> **Natural-language object grounding data**
▬▬▬

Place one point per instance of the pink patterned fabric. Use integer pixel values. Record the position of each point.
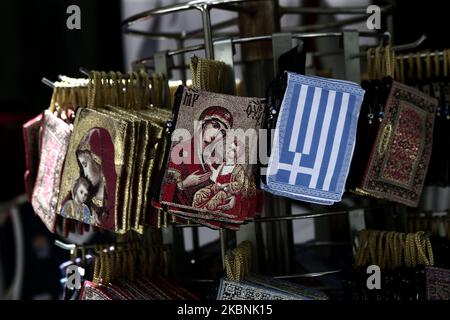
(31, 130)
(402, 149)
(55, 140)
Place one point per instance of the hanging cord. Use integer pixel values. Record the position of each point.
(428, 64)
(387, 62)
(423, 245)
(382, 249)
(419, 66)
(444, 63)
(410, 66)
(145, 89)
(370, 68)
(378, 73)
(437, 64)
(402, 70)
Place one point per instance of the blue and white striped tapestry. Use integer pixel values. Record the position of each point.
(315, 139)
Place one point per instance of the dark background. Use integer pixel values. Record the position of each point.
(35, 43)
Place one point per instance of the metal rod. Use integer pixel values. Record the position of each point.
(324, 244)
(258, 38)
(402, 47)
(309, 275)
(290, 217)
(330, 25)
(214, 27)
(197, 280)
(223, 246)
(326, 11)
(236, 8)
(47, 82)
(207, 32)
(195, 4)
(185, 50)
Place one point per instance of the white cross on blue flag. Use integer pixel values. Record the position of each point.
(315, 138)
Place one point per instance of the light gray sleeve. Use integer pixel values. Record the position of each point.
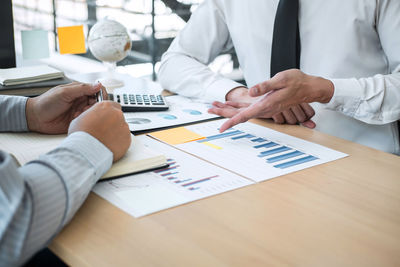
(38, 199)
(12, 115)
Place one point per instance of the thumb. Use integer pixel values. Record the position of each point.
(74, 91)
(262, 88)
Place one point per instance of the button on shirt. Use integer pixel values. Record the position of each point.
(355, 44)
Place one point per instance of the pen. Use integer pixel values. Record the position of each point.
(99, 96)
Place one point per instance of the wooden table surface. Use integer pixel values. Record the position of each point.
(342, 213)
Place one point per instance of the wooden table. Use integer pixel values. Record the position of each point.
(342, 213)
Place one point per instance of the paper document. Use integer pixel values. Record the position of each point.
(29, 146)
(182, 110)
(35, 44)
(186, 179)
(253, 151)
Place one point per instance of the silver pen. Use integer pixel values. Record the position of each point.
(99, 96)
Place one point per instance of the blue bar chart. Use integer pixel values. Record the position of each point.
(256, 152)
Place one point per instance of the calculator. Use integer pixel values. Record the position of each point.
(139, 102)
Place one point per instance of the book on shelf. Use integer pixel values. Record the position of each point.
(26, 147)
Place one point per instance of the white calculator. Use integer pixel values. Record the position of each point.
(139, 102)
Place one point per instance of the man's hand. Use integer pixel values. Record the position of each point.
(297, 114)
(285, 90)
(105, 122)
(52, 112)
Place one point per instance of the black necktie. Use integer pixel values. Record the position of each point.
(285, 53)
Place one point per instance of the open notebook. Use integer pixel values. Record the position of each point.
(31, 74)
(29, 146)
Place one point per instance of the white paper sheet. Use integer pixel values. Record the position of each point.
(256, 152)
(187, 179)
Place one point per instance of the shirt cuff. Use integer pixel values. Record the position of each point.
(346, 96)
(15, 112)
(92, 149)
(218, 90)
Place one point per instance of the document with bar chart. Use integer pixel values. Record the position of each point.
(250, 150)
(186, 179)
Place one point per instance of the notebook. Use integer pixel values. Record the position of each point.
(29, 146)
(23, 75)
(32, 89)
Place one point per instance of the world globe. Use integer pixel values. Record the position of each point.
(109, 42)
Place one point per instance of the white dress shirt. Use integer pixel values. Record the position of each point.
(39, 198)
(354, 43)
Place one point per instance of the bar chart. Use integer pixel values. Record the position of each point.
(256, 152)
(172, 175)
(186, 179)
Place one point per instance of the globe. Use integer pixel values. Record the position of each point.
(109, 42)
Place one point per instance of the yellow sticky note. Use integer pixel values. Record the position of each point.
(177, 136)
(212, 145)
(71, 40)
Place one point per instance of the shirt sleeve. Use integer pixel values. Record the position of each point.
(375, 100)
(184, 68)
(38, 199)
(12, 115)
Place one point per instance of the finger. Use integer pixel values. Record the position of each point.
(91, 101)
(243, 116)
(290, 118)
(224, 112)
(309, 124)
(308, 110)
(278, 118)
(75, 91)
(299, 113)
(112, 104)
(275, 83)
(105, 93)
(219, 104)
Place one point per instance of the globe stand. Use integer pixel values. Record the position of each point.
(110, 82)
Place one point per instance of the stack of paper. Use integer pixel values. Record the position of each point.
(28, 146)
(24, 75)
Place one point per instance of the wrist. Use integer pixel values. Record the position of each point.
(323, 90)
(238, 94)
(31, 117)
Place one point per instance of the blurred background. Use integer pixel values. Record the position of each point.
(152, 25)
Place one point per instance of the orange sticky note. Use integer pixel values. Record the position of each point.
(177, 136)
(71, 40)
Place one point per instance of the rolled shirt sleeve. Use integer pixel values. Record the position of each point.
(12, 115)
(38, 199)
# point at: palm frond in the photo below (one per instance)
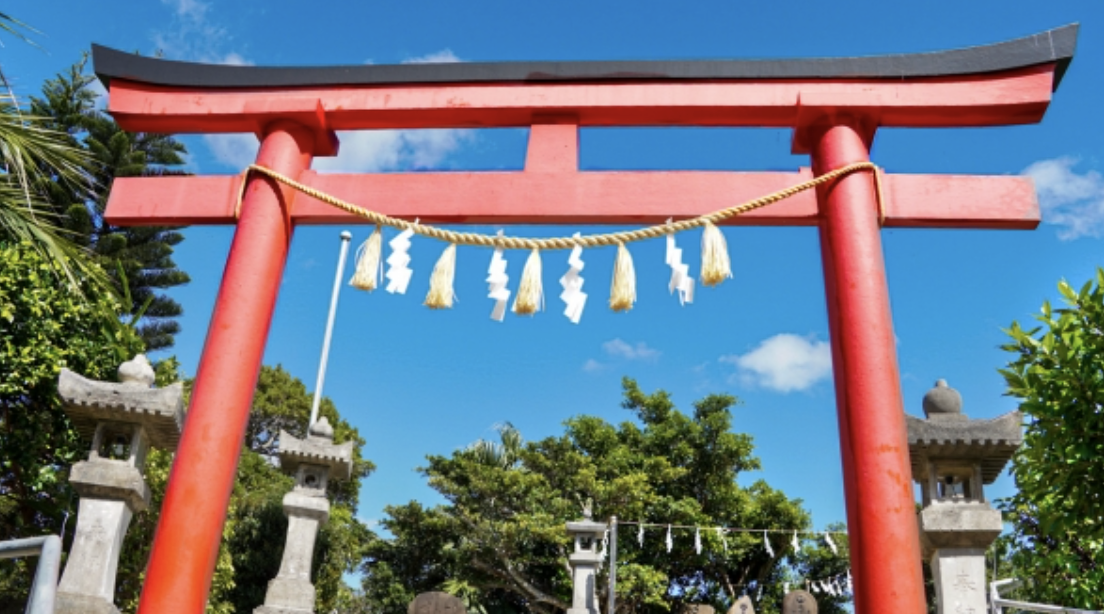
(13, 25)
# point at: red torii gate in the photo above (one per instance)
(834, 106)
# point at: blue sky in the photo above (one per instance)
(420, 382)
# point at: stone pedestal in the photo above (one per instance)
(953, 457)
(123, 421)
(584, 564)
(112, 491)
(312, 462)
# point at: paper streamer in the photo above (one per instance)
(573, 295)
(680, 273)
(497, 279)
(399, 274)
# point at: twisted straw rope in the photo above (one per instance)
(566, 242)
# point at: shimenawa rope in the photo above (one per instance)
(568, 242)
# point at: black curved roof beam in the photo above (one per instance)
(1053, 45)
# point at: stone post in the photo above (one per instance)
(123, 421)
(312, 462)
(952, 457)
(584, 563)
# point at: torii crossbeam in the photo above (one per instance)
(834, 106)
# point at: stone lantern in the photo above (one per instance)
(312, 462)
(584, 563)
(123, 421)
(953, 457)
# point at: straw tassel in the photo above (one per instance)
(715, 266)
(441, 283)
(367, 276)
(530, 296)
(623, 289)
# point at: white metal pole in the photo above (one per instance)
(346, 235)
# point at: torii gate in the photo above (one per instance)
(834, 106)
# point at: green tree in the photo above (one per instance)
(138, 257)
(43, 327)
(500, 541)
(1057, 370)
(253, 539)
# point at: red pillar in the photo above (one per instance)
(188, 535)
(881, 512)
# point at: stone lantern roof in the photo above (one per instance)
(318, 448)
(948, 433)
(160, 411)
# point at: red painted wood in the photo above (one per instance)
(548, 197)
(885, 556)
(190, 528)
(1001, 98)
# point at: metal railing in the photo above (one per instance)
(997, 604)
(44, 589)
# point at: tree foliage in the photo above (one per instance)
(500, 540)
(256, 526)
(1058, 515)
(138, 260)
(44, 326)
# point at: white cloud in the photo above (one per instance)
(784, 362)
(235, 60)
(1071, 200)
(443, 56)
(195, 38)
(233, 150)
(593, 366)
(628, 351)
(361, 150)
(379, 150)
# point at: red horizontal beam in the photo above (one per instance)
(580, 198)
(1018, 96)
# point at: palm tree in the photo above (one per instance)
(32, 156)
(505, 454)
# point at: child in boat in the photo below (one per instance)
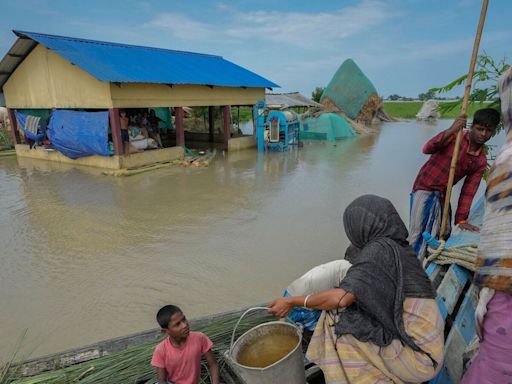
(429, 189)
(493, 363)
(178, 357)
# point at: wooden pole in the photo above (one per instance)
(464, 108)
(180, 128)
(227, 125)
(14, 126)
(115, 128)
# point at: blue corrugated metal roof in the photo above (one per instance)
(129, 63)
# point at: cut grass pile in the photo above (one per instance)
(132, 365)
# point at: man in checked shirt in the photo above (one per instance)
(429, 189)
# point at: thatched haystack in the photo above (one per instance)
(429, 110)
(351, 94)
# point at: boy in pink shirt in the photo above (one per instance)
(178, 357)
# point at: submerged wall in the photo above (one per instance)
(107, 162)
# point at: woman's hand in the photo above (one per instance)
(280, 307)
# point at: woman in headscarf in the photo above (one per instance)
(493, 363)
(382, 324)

▬▬▬

> **Work instruction**
Transcribe the records verbatim, excluding pictures.

> **Exercise response**
Place one point per instance of the pink patterned fabric. Use integer pixel values. Record the position of each point.
(31, 130)
(402, 149)
(55, 140)
Place one point per instance of the hanging cord. Use integer pixel values. Record the position of each point.
(428, 64)
(387, 62)
(423, 245)
(382, 249)
(419, 66)
(444, 63)
(410, 66)
(145, 89)
(370, 68)
(378, 73)
(437, 64)
(402, 70)
Place one point per instance of the blue and white striped tapestry. Use integer pixel values. Record the position of each point.
(315, 139)
Place one point per instance of the dark background. Use integer pixel values. Record the position of each point.
(35, 43)
Place one point per instance of the metal rod. Use integer pixel values. Record the position of each point.
(324, 244)
(258, 38)
(402, 47)
(309, 275)
(290, 217)
(330, 25)
(214, 27)
(197, 280)
(223, 246)
(326, 11)
(236, 8)
(47, 82)
(207, 32)
(195, 4)
(185, 50)
Place one point per instance of the white cross on blue flag. Use integer pixel values. Record the position of each point.
(315, 138)
Place one point per instance of the light gray sleeve. Use integer pixel values. Record the position of each point.
(38, 199)
(12, 115)
Place one point per instance of the thumb. Use integer pixel values. Record the position of each point.
(74, 91)
(262, 88)
Place one point per instance of the button on shirt. Use integer pixel values. Record the position of each point.
(355, 44)
Place one point per instance of the pen. Use integer pixel values. Record the position of each point.
(99, 96)
Place one point per instance of the wooden table surface. Use integer pixel values. Record the position of each point.
(342, 213)
Place one point per instance of the wooden table. Use integer pixel values. Record the position of each point.
(342, 213)
Place one point per instance of the paper document. Use integer pixel values. Record the position of each point.
(29, 146)
(182, 110)
(35, 44)
(186, 179)
(253, 151)
Place one point per instance of the silver pen. Use integer pixel values. Record the position of each point.
(99, 96)
Place one point per instance of the blue bar chart. Use integer pixel values. Record the position of each point.
(256, 152)
Place one point per instance of the calculator. Use integer pixel values. Record the position of each point.
(139, 102)
Place one point per instance of the book on shelf. Use integer pixel values. Record the position of each point.
(26, 147)
Place one point per instance of the white calculator. Use integer pixel values. Record the position of each point.
(139, 102)
Place one point per instance of the man's hand. Use integer pixel values. Record the position of each point.
(297, 114)
(285, 90)
(105, 122)
(52, 112)
Place one point per instance of the black necktie. Use integer pixel values. Record the position of each point.
(285, 53)
Place one point per instance of the open notebook. Use integer pixel values. Record the position of each point.
(31, 74)
(29, 146)
Place one point per instance of the white paper sheet. Use integer pixel values. Record the position of each point.
(256, 152)
(187, 179)
Place one point per instance of the shirt cuff. Use integer pixel values. Record the position of each point.
(346, 96)
(15, 112)
(92, 149)
(218, 90)
Place one point per instance of the document with bar chart. Use integer pixel values. Record the position of each point.
(250, 150)
(186, 179)
Place one point per instance of the notebook. Use integer pixel values. Record the position of each point.
(29, 146)
(23, 75)
(32, 89)
Place one point per instance of the world globe. Use integer pixel values. Record the position of each point.
(109, 42)
Place one point per instance of the white dress shirt. Use integer pixel values. Record the position of each point.
(39, 198)
(354, 43)
Place one point per instance of the bar chart. Use integer pixel values. Record the position of each point.
(256, 152)
(172, 175)
(186, 179)
Place one point per instance of the globe. Use integer pixel values. Record the position of each point.
(109, 42)
Place one point per instance of the yellow sticky note. Use integer pixel values. Record the position of each point.
(177, 136)
(212, 145)
(71, 40)
Place one point per instance of the shirt sleeve. Use integer pixel values. Record the position of each point.
(375, 100)
(184, 68)
(38, 199)
(12, 115)
Place one point per instance of the finger. Use integer pixel values. Record the position of each point.
(91, 101)
(243, 116)
(290, 118)
(224, 112)
(309, 124)
(308, 110)
(278, 118)
(75, 91)
(299, 113)
(112, 104)
(275, 83)
(105, 93)
(219, 104)
Place one point per instance of the globe stand. Use integer pixel values. Record the position of each point.
(110, 82)
Place one point per instance of the stack of paper. Use integer pixel values. Record the position of each point.
(28, 146)
(24, 75)
Place one point per instance of the wrist. Use integer pixel values. Record the position of each point.
(323, 90)
(238, 94)
(31, 117)
Place one point per instance of the blurred background. Use integer pixel values. Record the position of each point.
(152, 25)
Place one point per instance of the orange sticky note. Use integer pixel values. Record the position of each point.
(177, 136)
(71, 40)
Place one point per instance of the rolled shirt sleeve. Use integer pixel values. Record the position of each point.
(12, 115)
(38, 199)
# point at: palm frond in the photo below (one per instance)
(13, 25)
# point at: red torii gate in the photo above (one per instance)
(834, 106)
# point at: blue sky in the photo above (one per instance)
(420, 382)
# point at: stone pedestal in the photo above (one per instance)
(953, 457)
(123, 421)
(584, 564)
(112, 491)
(312, 462)
# point at: paper streamer in the photo above (one per instance)
(573, 295)
(680, 273)
(497, 279)
(399, 274)
# point at: twisted straw rope in the photo above (one per instance)
(566, 242)
# point at: shimenawa rope in the photo above (one per instance)
(568, 242)
# point at: black curved roof beam in the photo above (one per instance)
(1053, 45)
# point at: stone post in the photo above (one per instance)
(123, 421)
(312, 462)
(952, 457)
(584, 563)
# point at: torii crossbeam in the photo above (one per instance)
(834, 106)
# point at: stone lantern in the photo above (one per instance)
(312, 462)
(584, 563)
(123, 421)
(953, 457)
# point at: straw tassel in the photo above (one per instance)
(715, 266)
(441, 283)
(367, 276)
(530, 296)
(623, 289)
# point at: white metal pole in the photo above (one per instance)
(346, 235)
# point at: torii gate in the photo above (one per instance)
(834, 106)
# point at: green tree in the photo above (one per instance)
(138, 257)
(43, 327)
(500, 541)
(1057, 370)
(253, 539)
# point at: red pillar in the photo above (one per instance)
(188, 535)
(881, 512)
# point at: stone lantern roof in the photo above (one per instance)
(318, 448)
(948, 433)
(160, 411)
# point at: red painted wood in the photo above (one per instance)
(548, 197)
(885, 556)
(190, 528)
(1001, 98)
# point at: metal railing in the photo above (one per instance)
(997, 604)
(44, 589)
# point at: tree foliage in the photo above (one per instance)
(500, 540)
(256, 526)
(1058, 515)
(138, 260)
(44, 326)
# point at: white cloud in the photo above (one per instance)
(784, 362)
(235, 60)
(1071, 200)
(443, 56)
(195, 38)
(233, 150)
(593, 366)
(628, 351)
(361, 150)
(379, 150)
# point at: red horizontal beam in the photo above (one per instance)
(580, 198)
(1018, 96)
# point at: palm tree in the photo above (one per instance)
(32, 156)
(505, 454)
# point at: child in boat in the photo below (one per instance)
(429, 189)
(493, 363)
(178, 357)
# point at: wooden pole in the photo above (one per instance)
(464, 108)
(180, 128)
(227, 125)
(14, 126)
(115, 128)
# point at: blue corrugated metal roof in the photo above (one per instance)
(129, 63)
# point at: cut grass pile in the photo above (one per instance)
(132, 365)
# point at: man in checked shirt in the photo above (one per instance)
(429, 189)
# point at: thatched haystack in the photo above (one per instance)
(429, 110)
(351, 94)
# point at: boy in pink shirt in the photo above (one per instance)
(178, 357)
# point at: submerged wall in the photo above (one per instance)
(107, 162)
# point at: woman's hand in the photo above (one per instance)
(280, 307)
# point at: woman in headscarf in the photo above (one per instance)
(493, 363)
(382, 324)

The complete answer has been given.